● **The problem**:
Transcribe the entries that come next exactly, but not the pictures they contain.

● **Dataset excerpts**:
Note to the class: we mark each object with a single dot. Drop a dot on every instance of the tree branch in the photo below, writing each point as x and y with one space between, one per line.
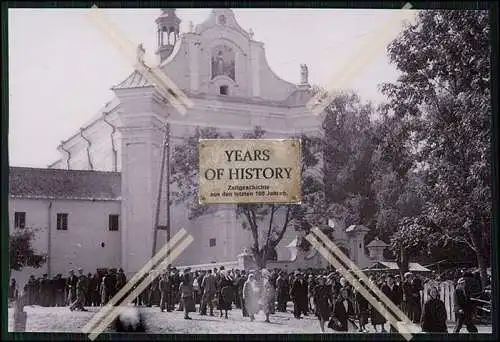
269 230
283 229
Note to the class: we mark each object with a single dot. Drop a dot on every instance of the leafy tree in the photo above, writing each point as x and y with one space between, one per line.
21 252
443 99
266 222
349 146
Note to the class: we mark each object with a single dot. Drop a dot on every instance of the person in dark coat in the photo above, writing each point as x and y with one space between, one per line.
59 284
464 308
12 289
411 297
393 292
187 295
322 298
209 290
298 294
376 316
343 308
164 287
30 289
71 282
250 296
433 318
226 293
81 289
267 294
282 292
121 280
110 284
45 291
239 288
362 308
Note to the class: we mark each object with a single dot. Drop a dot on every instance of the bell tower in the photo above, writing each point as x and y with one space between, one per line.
168 32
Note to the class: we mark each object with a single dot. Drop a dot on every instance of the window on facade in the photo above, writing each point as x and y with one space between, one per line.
114 222
62 221
19 219
223 90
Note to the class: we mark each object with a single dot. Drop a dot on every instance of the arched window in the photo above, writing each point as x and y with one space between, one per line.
223 90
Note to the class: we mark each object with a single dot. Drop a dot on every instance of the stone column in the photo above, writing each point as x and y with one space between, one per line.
142 131
20 316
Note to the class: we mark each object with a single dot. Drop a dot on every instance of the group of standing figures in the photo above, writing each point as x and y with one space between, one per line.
327 295
77 290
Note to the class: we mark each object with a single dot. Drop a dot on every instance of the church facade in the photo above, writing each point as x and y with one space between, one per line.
224 72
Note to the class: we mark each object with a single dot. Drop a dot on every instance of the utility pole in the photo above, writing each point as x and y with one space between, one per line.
169 169
160 187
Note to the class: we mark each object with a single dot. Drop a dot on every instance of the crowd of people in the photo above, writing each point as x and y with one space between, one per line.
323 293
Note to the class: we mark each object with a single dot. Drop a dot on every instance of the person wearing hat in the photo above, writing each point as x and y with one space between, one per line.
81 289
393 292
226 292
464 308
322 298
268 295
187 294
282 289
251 296
209 285
298 294
434 316
362 307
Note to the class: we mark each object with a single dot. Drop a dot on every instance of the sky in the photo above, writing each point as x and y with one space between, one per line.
61 67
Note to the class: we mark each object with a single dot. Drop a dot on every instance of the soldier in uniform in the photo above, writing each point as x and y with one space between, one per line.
44 291
12 289
71 287
209 285
164 287
59 284
121 280
29 289
176 283
154 291
94 283
239 288
81 289
103 291
282 292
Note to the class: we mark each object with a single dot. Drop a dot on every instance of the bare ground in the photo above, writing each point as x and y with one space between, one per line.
61 319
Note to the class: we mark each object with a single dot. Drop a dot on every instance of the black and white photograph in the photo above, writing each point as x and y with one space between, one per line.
109 230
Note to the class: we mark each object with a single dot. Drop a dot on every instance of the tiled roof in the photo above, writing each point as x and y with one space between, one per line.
134 80
297 98
35 183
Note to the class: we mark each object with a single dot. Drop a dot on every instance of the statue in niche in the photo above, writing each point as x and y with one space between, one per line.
304 74
223 62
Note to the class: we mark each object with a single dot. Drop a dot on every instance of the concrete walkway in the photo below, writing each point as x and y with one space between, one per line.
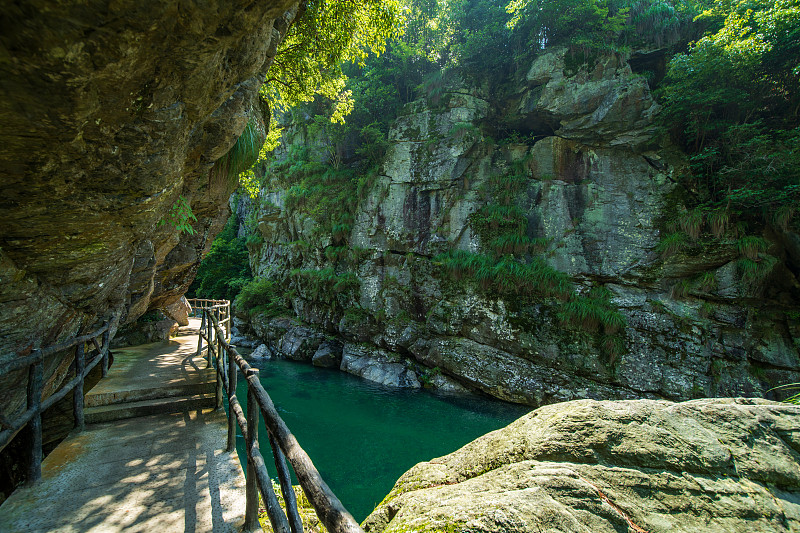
157 473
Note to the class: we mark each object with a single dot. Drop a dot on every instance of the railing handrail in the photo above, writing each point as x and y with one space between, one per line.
328 507
35 406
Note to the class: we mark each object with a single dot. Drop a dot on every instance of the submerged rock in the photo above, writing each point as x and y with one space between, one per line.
713 465
262 352
379 366
328 355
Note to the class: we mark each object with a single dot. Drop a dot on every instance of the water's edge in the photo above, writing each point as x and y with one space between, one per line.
362 436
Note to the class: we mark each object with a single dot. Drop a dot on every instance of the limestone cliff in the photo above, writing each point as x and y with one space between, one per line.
585 173
644 466
112 117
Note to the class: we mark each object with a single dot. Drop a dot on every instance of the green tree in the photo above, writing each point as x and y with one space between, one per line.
732 102
226 268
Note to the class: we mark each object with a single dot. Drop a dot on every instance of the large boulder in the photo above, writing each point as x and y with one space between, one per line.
379 366
712 465
179 311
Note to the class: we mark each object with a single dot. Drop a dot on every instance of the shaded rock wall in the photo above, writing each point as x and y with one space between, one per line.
702 466
598 185
111 113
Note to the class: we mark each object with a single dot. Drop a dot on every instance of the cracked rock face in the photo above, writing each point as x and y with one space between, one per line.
704 466
112 114
598 186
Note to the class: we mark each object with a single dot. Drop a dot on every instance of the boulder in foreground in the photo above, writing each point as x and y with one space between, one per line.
712 465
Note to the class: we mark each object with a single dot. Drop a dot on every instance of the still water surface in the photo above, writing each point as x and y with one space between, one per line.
362 436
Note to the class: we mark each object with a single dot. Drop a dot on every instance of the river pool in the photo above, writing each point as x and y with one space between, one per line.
362 436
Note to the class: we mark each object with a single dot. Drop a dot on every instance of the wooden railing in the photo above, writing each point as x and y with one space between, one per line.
35 383
228 363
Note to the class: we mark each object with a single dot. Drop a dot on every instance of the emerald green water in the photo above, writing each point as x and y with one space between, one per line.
362 436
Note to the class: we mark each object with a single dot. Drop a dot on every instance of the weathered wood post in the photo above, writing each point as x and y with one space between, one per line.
232 381
35 381
77 394
200 334
219 367
285 478
251 490
228 324
105 349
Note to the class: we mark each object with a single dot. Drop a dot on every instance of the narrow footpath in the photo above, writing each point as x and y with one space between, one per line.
151 458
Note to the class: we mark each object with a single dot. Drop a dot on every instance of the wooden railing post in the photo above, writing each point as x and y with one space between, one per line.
200 335
233 379
219 368
228 323
77 393
35 382
211 333
105 349
251 505
285 479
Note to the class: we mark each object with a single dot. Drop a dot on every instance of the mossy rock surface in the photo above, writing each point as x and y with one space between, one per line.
702 466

● **Solution to the exercise**:
Note to the class: we mark each object with a single dot. Drop a dot on every instance of the tree branch in the photo below, writing each point as x and y with one space between, one per line.
269 230
283 229
Note to the class: we mark each object with a single dot. Drop a dot on every instance of the leafy tree in the photo above, writing each point as x and y with one space between, one per line.
21 252
443 99
266 222
349 146
Note to the class: we mark each object with a single dot. Drop a dot on every instance of the person in dark coat in the photo above, writing each point as x and y with one space between, one per line.
59 284
464 308
12 289
411 297
393 292
187 295
322 298
209 290
298 294
376 316
343 308
164 287
30 289
71 282
250 296
433 318
226 293
81 289
267 294
282 292
121 280
110 284
45 291
239 288
362 308
Note to the class: we mark each object with a single dot. Drop a dot on every instance of the bell tower in the photo above, writing each point as x and y with one space between, one per line.
168 32
Note to the class: we mark each object with a single dot. Drop a dot on every instance of the window on facade in the photo above, writing each point as x and y with one space between, one per line.
114 222
62 221
19 219
223 90
Note to the class: we mark each object with a single dot. Drop a dot on every instance of the arched window in the photo above, writing each point as x and y with one space between, one per line.
223 90
Note to the class: we mark each object with a single dot. Drop a dot on every instance of the stone column in the photo above, writing each point as x and y with one space between, one per line.
142 131
20 316
Note to the class: we mark each object with a single dot. Drop a dot on every instance of the group of standing figures in the photo above, writing each point as x and y with one space between, one per line.
327 295
77 290
Note to the class: we mark each object with a single dot. Drop a dot on every instance of the church facade in the photo above, writing each point as x and y with one space between, one per line.
224 72
Note to the class: we mark each object with a single dot. Drop a dot on every instance of the utility pole in the photo above, writing each point as x and y with one space between, one per line.
169 169
160 187
Note to the class: we mark each object with a single dot. Drop a dot on every instance of the crowd of people in the photo above, writing each point as x and y with one space between, one per line.
323 293
Note to the class: we mark each object with a single dot. Drop a dot on every instance of the person wearing hat in the photo above, writing each point as x and y with one space between, one per line.
81 289
393 292
226 292
464 308
322 298
268 295
187 294
282 289
251 296
209 285
298 294
434 316
362 307
Note to the class: we mark each object with a single dot. Drop a dot on every instance of the sky in the photo above, writing each point as x and y with one space between, one per line.
61 67
Note to the class: we mark each object with a single dot. Drop a dot on every instance of the soldier in uniform in the photo above, writing each point as x and y with one space between, one per line.
44 291
12 289
71 287
209 285
164 287
59 284
121 280
29 289
176 283
154 291
94 283
239 288
81 289
103 291
282 292
Note to the class: we mark each object with a single dot. Drop a dot on every instance of the bare ground in the photo above, writing each point as x and y with one space between, one per line.
61 319
Note to the class: we mark each object with a single dot. Drop a dot on every instance of the black and white photograph in the photo above, writing each point as x and y with one space between, one per line.
109 230
Note to the class: we mark each object with a single dot. Drop a dot on every instance of the tiled roof in the photo above, writing each point as x and y with one space between, one per line.
134 80
297 98
35 183
Note to the class: we mark each object with a single dot. Drop a dot on every instance of the statue in niche in the photo above, writing each point as x and y with one space between, one per line.
304 74
223 62
Note to the class: we mark each object with a single dot. Drop a dot on every instance of the concrete walkway in the photo below, writing each point as x and y with one space between, one per line.
157 473
Note to the class: we mark each object with a single dot. Drop a dot on every instance of the railing handrail in the photo above, writing each point as x and y with one space between, one per line.
328 507
35 406
Note to the class: we mark each object with a single dot. Drop a dot on every instance of the submerged rock in the photo above, writing each point as x and y with one space between, one per line.
713 465
262 352
379 366
328 355
Note to the class: we mark each object with a single dot. Drop a dot on every instance of the water's edge in the photo above, writing each point as x and y with one space between, one per line.
362 436
Note to the class: we mark each object with a single dot. Drop a dot on every instance of the limestone cliff in the photo above, writing each point as x and y with one space between, one per line.
585 173
644 466
112 117
Note to the class: we mark each object with a single dot. Drop a dot on every instance of the green tree in the photo above, writing each point as x and y with one space between, one per line.
732 102
226 268
Note to the class: we mark each object with a single dot. Drop a dot on every instance of the large boulder in the photo above, writing each point as x and y with one space between, one per line.
379 366
712 465
179 311
Note to the class: we mark each object with a single dot. Drop a dot on every instance of the shaded rock wall in the photo above, writing each point as x and y with one space between, one per line.
702 466
598 185
111 113
Note to the class: we mark each object with a single dot. Drop a dot on every instance of the cracked rock face in the photo above, writing each point as x and y with one space between, one per line.
704 466
112 114
598 186
Note to the class: we mark each object with a single dot. Drop a dot on every instance of the boulder in foreground in the photo above, writing each point as x and y with one space between, one per line.
712 465
Note to the class: we mark each object with a single dot. Drop a dot on every instance of the still water surface in the photo above, writing each point as x and y with one space between, one per line.
362 436
Note to the class: we mark each object with a single dot. Drop a dot on every instance of the river pool in the photo above, writing each point as x and y with one space between, one per line.
362 436
Note to the class: we mark each object with a single dot. Drop a dot on every instance of the wooden railing in the photo above, writing each point as x and y with one space between, one per line.
35 383
228 363
Note to the class: we mark each object with a single dot. Drop a dot on every instance of the emerald green water in the photo above, writing each point as x and y with one space between, one per line.
362 436
Note to the class: we mark each object with a single dot. Drop a dot on every instance of the weathered wood post in the photo above, writing each point as x and y with one space between, one per line.
232 381
35 381
77 394
200 334
219 367
285 478
251 490
228 324
105 349
Note to the class: we mark each object with a single dot. Drop a dot on every instance of the narrow footpath in the photo above, writing each point as x and y with one space between, one per line.
151 458
Note to the class: we mark each object with a single dot. Drop a dot on every instance of the wooden railing post in the photo above, writing each point as x and y with one space between, one per line.
200 335
233 379
219 368
228 323
77 393
35 382
211 333
105 349
251 505
285 479
Note to the class: we mark each object with a single dot. Drop a dot on every instance of the mossy rock surface in the photo above, writing each point as x and y with one space between, one per line.
702 466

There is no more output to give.